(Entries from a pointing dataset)
+---+
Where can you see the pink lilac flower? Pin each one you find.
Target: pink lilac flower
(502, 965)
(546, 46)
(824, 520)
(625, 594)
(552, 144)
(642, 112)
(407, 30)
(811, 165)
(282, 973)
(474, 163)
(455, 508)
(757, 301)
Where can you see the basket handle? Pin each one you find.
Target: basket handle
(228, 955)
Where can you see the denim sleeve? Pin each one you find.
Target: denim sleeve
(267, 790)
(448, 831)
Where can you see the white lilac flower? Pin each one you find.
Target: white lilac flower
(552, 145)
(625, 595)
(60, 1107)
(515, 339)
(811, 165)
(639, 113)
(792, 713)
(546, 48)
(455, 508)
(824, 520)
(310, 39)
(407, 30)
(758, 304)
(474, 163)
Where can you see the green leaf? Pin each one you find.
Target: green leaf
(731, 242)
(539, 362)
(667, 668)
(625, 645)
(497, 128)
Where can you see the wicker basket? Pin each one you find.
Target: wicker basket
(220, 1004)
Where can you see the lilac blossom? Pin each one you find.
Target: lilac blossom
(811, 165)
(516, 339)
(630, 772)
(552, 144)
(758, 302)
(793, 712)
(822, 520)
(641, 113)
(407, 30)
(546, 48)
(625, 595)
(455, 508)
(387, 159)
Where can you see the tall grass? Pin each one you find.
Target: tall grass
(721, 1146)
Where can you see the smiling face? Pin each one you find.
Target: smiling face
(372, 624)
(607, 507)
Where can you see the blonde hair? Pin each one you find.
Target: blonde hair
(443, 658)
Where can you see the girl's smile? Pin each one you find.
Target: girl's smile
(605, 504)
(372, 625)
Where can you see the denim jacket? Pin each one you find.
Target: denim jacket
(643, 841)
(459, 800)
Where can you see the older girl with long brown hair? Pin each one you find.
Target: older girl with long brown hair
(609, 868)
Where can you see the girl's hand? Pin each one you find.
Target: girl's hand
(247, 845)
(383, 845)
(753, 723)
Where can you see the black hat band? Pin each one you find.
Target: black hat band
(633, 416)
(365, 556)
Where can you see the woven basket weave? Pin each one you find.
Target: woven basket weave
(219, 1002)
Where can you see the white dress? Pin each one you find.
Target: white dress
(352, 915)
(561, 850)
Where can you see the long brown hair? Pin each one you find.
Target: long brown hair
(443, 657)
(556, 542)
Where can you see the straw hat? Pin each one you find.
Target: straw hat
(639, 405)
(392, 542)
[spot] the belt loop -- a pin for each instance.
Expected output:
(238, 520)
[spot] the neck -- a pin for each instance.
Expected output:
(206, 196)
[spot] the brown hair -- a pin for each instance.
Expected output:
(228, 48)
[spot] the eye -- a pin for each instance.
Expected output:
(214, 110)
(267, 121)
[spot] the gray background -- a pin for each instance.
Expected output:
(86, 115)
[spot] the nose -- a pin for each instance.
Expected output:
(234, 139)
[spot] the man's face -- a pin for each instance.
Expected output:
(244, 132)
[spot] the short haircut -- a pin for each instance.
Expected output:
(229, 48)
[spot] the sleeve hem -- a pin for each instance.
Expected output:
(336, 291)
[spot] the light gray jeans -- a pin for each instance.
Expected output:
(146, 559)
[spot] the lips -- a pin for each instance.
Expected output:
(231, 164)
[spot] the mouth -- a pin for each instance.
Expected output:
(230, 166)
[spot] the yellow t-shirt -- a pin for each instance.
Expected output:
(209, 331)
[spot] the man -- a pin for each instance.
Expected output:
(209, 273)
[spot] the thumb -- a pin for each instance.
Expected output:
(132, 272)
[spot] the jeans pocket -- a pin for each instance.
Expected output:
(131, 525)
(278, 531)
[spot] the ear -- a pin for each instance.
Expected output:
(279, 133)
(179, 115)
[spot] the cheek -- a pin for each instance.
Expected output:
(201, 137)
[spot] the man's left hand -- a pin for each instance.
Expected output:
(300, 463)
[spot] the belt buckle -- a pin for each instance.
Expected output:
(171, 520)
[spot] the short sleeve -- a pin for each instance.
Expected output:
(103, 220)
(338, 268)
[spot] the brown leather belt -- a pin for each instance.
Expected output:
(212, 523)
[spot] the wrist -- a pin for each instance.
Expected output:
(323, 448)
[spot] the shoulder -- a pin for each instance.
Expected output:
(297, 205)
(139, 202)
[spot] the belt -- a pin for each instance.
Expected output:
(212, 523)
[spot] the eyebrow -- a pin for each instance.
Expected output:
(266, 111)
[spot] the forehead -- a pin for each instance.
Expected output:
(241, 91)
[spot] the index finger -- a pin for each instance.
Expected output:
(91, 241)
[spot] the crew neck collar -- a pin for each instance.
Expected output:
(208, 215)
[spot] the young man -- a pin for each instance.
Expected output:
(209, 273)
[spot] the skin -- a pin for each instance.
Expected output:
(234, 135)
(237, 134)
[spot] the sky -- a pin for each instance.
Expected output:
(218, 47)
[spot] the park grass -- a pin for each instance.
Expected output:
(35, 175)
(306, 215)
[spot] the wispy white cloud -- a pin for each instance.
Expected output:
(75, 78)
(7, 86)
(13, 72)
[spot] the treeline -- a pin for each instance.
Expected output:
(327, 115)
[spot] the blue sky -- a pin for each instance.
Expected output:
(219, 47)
+---+
Task instructions >> Retype every record above exactly as written.

Answer for the task >>
Where can you see the pink lilac flower? Pin each one you find.
Target: pink lilac flower
(502, 965)
(546, 46)
(824, 520)
(625, 594)
(552, 144)
(642, 112)
(407, 30)
(811, 165)
(282, 973)
(474, 163)
(455, 508)
(757, 301)
Where can you see the basket handle? Pin each one you find.
Target: basket handle
(228, 955)
Where can you see the denim sleeve? Pin each one you find.
Target: denim sleeve
(267, 790)
(448, 831)
Where can you see the white lilac flower? Pin each one you find.
Target: white lilac flower
(552, 145)
(625, 595)
(60, 1107)
(515, 339)
(811, 165)
(639, 113)
(792, 713)
(546, 48)
(455, 508)
(824, 520)
(310, 39)
(407, 30)
(758, 304)
(474, 163)
Where can you see the green leaf? Pin each one you find.
Target: green leaf
(731, 242)
(539, 362)
(667, 668)
(625, 645)
(497, 128)
Where can you see the wicker basket? Pin each one you find.
Target: wicker basket
(220, 1004)
Where can you see the lilac blossom? Pin each one you find.
Target: lilac blossom
(811, 165)
(516, 339)
(630, 772)
(552, 144)
(758, 302)
(793, 712)
(822, 520)
(641, 113)
(407, 30)
(546, 48)
(625, 595)
(455, 508)
(387, 159)
Where can you see the tall grass? Pin each one you find.
Target: tall grass
(721, 1146)
Where can you see the smiling face? Pin each one you find.
Target: smiling face
(372, 624)
(607, 507)
Where can you see the blonde hair? Pin each one you find.
Target: blonde hair
(443, 658)
Where can you see the girl's smile? Pin each one you find.
Target: girl's smile
(605, 504)
(372, 625)
Where can you see the denim jacket? Pin each one you find.
Target: denim jacket
(643, 841)
(459, 800)
Where can you see the older girl with long brown hair? Pin each one you find.
Target: older girl with long brown hair
(609, 868)
Where can you see the girl's hand? Pin each one you find.
Target: girl's hand
(247, 845)
(383, 845)
(753, 723)
Where can you see the black hat band? Pin each one you find.
Target: black hat band
(633, 416)
(365, 556)
Where can you see the woven basket weave? Pin each one you find.
Target: woven basket weave
(219, 1002)
Where can you see the white dress? Pin each one you find.
Target: white dress
(352, 915)
(561, 850)
Where can you see the long brown hair? Pin each one you find.
Target: long brown hair
(443, 657)
(556, 542)
Where can you see the straw hat? Pin each one you find.
Target: straw hat
(639, 405)
(392, 542)
[spot] the belt loop -- a pin for each instance.
Expected output:
(238, 520)
[spot] the neck -- a pin for each instance.
Expected output:
(206, 196)
[spot] the brown hair -- a pin for each instance.
Expected output:
(228, 48)
[spot] the eye -- a pin for each instance.
Expected output:
(214, 110)
(267, 121)
[spot] the gray background -- a pin for each instance.
Expected output:
(86, 115)
[spot] the nose -- a pin for each instance.
Expected output:
(234, 139)
[spot] the man's face -- a pin for each instance.
Expected output:
(244, 132)
[spot] the short haircut -- a pin for each instance.
Expected output:
(229, 48)
[spot] the sleeve hem -- a pin for each instance.
Expected output:
(336, 291)
[spot] the light gray jeans -- a pin for each instance.
Expected output:
(146, 559)
[spot] the lips -- a pin for each instance.
Expected output:
(231, 164)
[spot] the mouth -- a pin for each instance.
Expected output:
(230, 166)
[spot] the yellow t-shirt -- a pin for each instance.
Expected output:
(209, 331)
[spot] the man -- a pin for each instance.
Expected output:
(209, 273)
[spot] the thumb -- a pin for each instance.
Expected output:
(132, 272)
[spot] the jeans pocket -- a pin for each instance.
Expected output:
(131, 525)
(278, 531)
[spot] the ear -- a pin for each instance.
Expected output:
(279, 133)
(179, 115)
[spot] the cheek -- a pin for each instance.
Expected output:
(201, 137)
[spot] the man's left hand -- a pin for each instance.
Expected output:
(300, 463)
[spot] the belt buckle -- a pin for each instance.
Expected output:
(171, 520)
[spot] the short sleeve -- a pin for each instance.
Expected output:
(103, 220)
(338, 268)
[spot] the brown leather belt -- a pin for each instance.
Expected output:
(212, 523)
[spot] the wrist -- a pin for each instance.
Expected output:
(323, 448)
[spot] the shoulder -- a pin for each instance.
Expected output:
(297, 205)
(139, 202)
[spot] the belt -- a pin for each instance.
Expected output:
(212, 523)
[spot] the eyebrow -- a pin for each instance.
Expected output:
(266, 111)
[spot] the forehead -- a pin for each instance.
Expected output:
(241, 91)
[spot] the index finger -- a pin for each instance.
Expected output:
(91, 241)
[spot] the crew neck collar -- a pin for each instance.
Expected output:
(208, 215)
[spot] the young man -- a pin for each instance.
Expected output:
(209, 273)
[spot] the skin -- a pin for each instance.
Expected output:
(234, 135)
(237, 134)
[spot] the sky -- a pin for each instance.
Expected output:
(218, 47)
[spot] the park grass -- a pin for each instance.
Expected output:
(35, 175)
(306, 215)
[spot] the wispy white cloud -- a pin for each instance.
Expected output:
(75, 78)
(7, 86)
(13, 72)
[spot] the treeline -- a pin for each instance.
Expected output:
(327, 115)
[spot] the blue sky -- a pin for each instance.
Expected output:
(219, 47)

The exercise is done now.